Exercise data:
# # # # # # #

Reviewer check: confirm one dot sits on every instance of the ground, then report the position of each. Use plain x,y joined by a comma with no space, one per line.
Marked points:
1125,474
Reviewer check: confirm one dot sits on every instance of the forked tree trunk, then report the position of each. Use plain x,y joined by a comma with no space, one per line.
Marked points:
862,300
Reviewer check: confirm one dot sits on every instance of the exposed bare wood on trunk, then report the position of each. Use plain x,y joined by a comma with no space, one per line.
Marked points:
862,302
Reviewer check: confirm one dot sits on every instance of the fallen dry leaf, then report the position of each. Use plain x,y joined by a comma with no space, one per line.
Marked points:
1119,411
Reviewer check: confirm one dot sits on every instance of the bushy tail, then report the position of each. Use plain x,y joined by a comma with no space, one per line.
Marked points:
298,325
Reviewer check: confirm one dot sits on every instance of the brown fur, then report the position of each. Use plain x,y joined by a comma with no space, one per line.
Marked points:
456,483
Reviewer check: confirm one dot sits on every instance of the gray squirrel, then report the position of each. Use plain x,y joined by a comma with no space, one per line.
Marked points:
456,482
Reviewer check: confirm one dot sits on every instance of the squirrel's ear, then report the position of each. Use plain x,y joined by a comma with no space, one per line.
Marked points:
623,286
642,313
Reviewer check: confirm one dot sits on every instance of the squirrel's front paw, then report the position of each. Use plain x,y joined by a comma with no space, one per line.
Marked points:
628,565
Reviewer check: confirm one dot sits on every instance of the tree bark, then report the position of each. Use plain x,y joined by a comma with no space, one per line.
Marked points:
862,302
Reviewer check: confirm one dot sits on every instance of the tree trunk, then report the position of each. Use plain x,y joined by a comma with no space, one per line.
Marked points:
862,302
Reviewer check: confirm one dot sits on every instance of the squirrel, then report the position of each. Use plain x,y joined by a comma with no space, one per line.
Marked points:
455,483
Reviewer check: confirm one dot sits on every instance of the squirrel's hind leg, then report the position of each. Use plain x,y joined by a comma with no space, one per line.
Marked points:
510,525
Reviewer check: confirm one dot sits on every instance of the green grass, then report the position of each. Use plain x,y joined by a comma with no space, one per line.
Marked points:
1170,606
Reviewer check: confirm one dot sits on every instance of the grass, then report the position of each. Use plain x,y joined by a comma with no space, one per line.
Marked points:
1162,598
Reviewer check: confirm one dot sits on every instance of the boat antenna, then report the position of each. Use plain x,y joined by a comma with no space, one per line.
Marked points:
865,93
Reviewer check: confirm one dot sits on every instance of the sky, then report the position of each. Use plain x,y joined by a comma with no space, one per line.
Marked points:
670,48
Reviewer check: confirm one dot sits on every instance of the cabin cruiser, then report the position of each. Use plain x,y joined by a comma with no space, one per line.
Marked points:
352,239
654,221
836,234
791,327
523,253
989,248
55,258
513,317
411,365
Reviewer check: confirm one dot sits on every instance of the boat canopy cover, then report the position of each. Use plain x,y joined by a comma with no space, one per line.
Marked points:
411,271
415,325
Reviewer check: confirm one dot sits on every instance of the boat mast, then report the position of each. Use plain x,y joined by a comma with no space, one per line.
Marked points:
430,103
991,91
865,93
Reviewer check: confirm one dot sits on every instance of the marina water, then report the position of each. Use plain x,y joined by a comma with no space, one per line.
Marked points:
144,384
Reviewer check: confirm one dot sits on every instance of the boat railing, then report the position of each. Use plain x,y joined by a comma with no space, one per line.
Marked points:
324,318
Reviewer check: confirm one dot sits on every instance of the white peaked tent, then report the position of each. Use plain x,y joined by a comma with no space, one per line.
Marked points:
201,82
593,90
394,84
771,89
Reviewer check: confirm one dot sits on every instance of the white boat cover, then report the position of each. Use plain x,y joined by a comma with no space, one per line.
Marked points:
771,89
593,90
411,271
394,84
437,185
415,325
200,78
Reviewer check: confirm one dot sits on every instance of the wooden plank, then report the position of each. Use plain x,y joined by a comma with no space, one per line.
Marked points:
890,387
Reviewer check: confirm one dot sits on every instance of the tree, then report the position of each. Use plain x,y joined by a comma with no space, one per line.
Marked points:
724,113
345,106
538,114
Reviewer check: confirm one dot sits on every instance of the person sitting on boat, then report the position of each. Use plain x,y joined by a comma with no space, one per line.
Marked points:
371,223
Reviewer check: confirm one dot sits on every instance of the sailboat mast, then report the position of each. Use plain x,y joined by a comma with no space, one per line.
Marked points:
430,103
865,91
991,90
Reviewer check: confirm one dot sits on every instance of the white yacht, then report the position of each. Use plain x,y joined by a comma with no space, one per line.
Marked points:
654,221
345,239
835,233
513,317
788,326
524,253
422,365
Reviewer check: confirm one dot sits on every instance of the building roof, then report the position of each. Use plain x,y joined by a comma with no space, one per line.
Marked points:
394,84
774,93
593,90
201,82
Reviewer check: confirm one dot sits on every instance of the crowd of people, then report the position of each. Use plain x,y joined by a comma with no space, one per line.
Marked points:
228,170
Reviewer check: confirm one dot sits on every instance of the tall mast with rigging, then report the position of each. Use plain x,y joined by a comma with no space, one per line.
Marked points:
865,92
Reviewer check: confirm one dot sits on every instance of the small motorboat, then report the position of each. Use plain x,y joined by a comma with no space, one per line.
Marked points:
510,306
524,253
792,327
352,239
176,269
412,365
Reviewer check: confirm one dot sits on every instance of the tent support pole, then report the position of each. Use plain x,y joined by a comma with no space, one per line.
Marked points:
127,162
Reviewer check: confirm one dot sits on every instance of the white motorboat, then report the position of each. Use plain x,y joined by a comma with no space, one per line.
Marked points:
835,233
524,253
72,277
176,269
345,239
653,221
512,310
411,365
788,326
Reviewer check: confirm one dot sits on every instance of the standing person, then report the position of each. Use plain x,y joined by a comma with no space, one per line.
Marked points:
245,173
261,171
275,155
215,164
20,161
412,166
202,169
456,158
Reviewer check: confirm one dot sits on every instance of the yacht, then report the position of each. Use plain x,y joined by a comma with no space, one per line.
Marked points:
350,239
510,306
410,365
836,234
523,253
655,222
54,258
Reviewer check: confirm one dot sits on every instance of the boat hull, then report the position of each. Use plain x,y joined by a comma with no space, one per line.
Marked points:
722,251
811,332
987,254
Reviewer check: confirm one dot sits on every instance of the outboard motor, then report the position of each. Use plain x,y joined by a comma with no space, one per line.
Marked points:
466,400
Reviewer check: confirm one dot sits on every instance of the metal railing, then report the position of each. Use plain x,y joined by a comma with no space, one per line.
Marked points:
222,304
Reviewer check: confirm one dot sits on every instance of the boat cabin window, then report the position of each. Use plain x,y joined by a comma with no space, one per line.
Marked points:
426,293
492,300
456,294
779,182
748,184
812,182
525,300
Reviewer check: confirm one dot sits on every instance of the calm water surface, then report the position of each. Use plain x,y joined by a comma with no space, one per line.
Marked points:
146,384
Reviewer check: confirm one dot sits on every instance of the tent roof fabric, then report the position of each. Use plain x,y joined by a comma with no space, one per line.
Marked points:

# # # # # # #

What the task requires: Copy out every entry again, exactly as it was given.

Response to the task:
Reviewer check: confirm one dot sits on every instance of the ground, then report the position of each. Use plain x,y joined by a comma with no space, one per line.
Marked points:
1125,474
Reviewer check: confirm one dot sits on every instance of the forked tree trunk, then report the position of each. Use plain x,y joined by a comma with no space, one per line.
Marked points:
862,300
Reviewer check: confirm one dot sits on every instance of the exposed bare wood on trunk, then report the position of each. Use plain x,y joined by a comma with no space, one per line.
Marked points:
862,302
Reviewer check: confirm one dot sits on every instance of the fallen dry leaf, then report the position of each. Use plain x,y joined by a comma with no space, one per line.
Marked points:
1119,411
Reviewer check: confirm one dot sits on every instance of the bushy tail, then report the position of each. Use plain x,y joined by a comma with no space, one per line.
Marked points:
298,325
Reviewer check: confirm one dot sits on every instance of the brown fur, then report the position of each. Use plain x,y joined by a comma with no space, one per line.
Marked points:
456,483
Reviewer check: confirm one dot sits on every instance of the gray squirrel, then report the position of each. Use plain x,y joined by a comma with no space, one per line.
Marked points:
456,482
Reviewer check: confirm one dot sits on every instance of the squirrel's ear, then report the position of each. Use plain x,y joined by a comma with no space, one per line.
Marked points:
623,286
642,313
Reviewer check: confirm one dot sits on every instance of the squirrel's front paw, then report the position of each. Use plain x,y joined by a comma with no space, one per line.
Marked points:
628,565
Reviewer check: confirm one dot sits on every instance of the tree bark, then report the position of each. Use plain x,y joined by a comma with no space, one per line.
Marked points:
862,302
Reviewer check: confirm one dot sits on every instance of the tree trunk, then report the position of each. Use plain x,y joined by a comma with no space, one per line.
Marked points:
862,302
Reviewer check: confirm one dot sits on every instance of the squirrel, then report the position of each. Use plain x,y joined by a comma with no space, one per line.
Marked points:
455,483
Reviewer check: confirm one dot sits on every instance of the squirrel's hind leg, then report the position of each. Use plain x,y joined by a comma with no space, one per line.
Marked points:
510,525
Reviewer check: confirm one dot sits on every instance of the green grass, then report the position of each. Use plain x,y joined by a comma with no space, one per line.
Marked points:
1170,606
Reviewer check: confirm one dot sits on every instance of the grass, then report the position of each. Use plain x,y joined by a comma with no space, one per line.
Marked points:
1162,598
Reviewer check: confirm one dot sits on every instance of the boat antenna, then report the position of each. Use plain x,y joined by a comma with no space, one per line.
Marked points:
865,93
Reviewer check: confirm one dot sits on every instance of the sky, then report the position of each. Use plain x,y joined by a comma with no space, one per line.
Marked points:
670,48
Reviewer check: confirm one dot sits on every instance of the cabin cruiser, then report the position of each. Use plain x,y joined by a comma with no space, one per line.
Marked points:
352,239
654,221
836,234
791,327
523,253
989,248
55,258
513,317
411,365
Reviewer check: confirm one dot sits on every instance of the boat canopy cover, then report the position of each. Use plain x,y joined by a comma with no space, one per line.
Marked points:
411,271
415,325
Reviewer check: confirm one dot sits on every instance of the boat mast, then report the position of each. Use plain x,y joined by a comma with no space, one per line.
Marked points:
430,103
991,91
865,93
Reviewer check: confirm one dot sits on every instance of the marina water, then report the position of each. Use plain x,y joined by a comma with no space, one per line.
Marked points:
144,384
Reviewer check: confirm one dot sits on every instance of the boat railing, then report the position of each. Use plain x,y joined by a comma with no space, one per line.
Marked points:
324,318
Reviewer check: confirm one dot sits on every instance of the white peaked tent, then report the position of each. Use plain x,y joined by a comma with no space, one per line.
Marked points:
201,82
593,90
394,84
771,89
Reviewer check: confirm one dot sits on every instance of the white boat cover, then report the position of each. Use plain x,y joined by a comma with no space, one per line.
Marked points:
771,89
593,90
411,271
394,84
437,185
415,325
200,78
Reviewer check: confirm one dot sits on every instance of the wooden plank, then report the position of each. Use plain x,y joined by a comma with no space, one per line.
Marked points:
890,387
Reviewer check: confirm one dot sits on every instance of the tree, then report the position of each. Use plain x,y joined by a comma with no space, one per line.
Marked points:
724,113
345,106
538,114
Reviewer check: confirm one dot sits on every instance of the person sitting on boat, then report the position of each. Use plain x,y joined by a comma with no space, one per line.
Marked points:
371,223
Reviewer check: confirm one dot sits on every instance of the sailboat mast, then report the position of each. Use plain x,y joined by a comma with no space, one per line.
Marked points:
430,103
865,91
991,90
Reviewer check: confirm one dot sits on every instance of the white yacht, then report the position of each. Use plain x,y joined by a comma with no space, one per line.
Marked points:
654,221
345,239
835,233
513,317
788,326
524,253
422,365
Reviewer check: confirm one dot sits on every instance of the building roof, then report the position of each. Use plain x,y joined by a comma with no space, one per line.
Marked points:
394,84
774,93
593,90
201,82
Reviewer check: confirm one dot sits on every instance of the crowd of people, then report the position of each. Use plain x,y joined by a comma with no space, one per line.
Marked points:
228,170
Reviewer check: confirm one dot sits on every instance of the tall mast with rigging, then report the position of each. Use plain x,y joined by a comma with no space, one per line.
Marked points:
865,92
Reviewer check: confirm one dot sits on every instance of the small motorboat, then report the position of each. Use plain x,y joined by a comma with no space, one per line.
Marked points:
510,306
524,253
792,327
352,239
176,269
412,365
Reviewer check: confirm one dot sits on every instance of the tent support pole, then report the position of each. Use plain x,y joined by a comma with no space, one per line.
Marked points:
127,162
Reviewer check: confirm one dot sits on every instance of the white motorboat, then report the position of each. Use plain x,y joined by a comma with no space, one per line.
Marked points:
835,233
524,253
72,277
176,269
345,239
653,221
512,310
411,365
788,326
Reviewer check: confirm one dot sits on every instance of the standing person, then report the position of each. Use plain x,y joined by a comma with no space, one per line.
Marked points:
245,173
261,171
275,155
215,164
20,161
412,166
202,169
456,158
Reviewer check: confirm one dot sits on every instance of the yacht, then report the position of each. Use plain x,y joined by a comma with no space, one per line.
Marked points:
350,239
510,306
410,365
836,234
523,253
655,222
54,258
Reviewer check: confirm one dot sits on every instance of the boat hull, then report the position of each. Use plain x,y joined by a comma with no space, one per line.
Marked points:
722,251
811,332
987,254
Reviewer check: confirm one dot sits on every instance of the outboard motor, then report the position of each. Use plain x,y joined by a comma with no space, one per line.
Marked points:
466,400
Reviewer check: confirm one dot sits on every instance of the metal railing, then report the position of each. Use plain x,y joined by a comma with no space, one per line.
Marked points:
222,304
Reviewer check: confirm one dot sits on every instance of the boat cabin window, then report the position of each. Use plain x,y joined by a comma with no space, one per line.
Marked points:
426,293
492,300
456,294
779,182
748,184
812,182
525,300
Reviewer check: confirm one dot sits on every instance of the calm water surface, then report the position of each. Use plain x,y joined by a comma with no space, one per line.
Marked points:
146,384
Reviewer check: confirm one dot sits on every instance of the tent roof fabric, then report the position of each. Use plain x,y joined by a comma with no space, one per line.
Marked points:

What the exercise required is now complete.